Swap "player running forward" for "athlete sprinting ahead" everywhere it occurs in the rows below, and reproduce every row with nothing else altered.

[Excerpts from point annotation data]
:::
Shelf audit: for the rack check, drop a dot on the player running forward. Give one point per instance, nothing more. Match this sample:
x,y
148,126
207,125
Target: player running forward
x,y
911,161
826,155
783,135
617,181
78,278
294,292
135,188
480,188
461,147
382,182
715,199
:::
- Solution to the exercise
Shelf audit: for the rack check, drop a dot on the athlete sprinting ahead. Give one point per instance, nothing more. Match this sample:
x,y
148,126
207,125
Target: athlete sprinting ahead
x,y
911,161
826,155
783,135
617,181
78,278
294,292
135,188
480,188
461,147
382,182
715,199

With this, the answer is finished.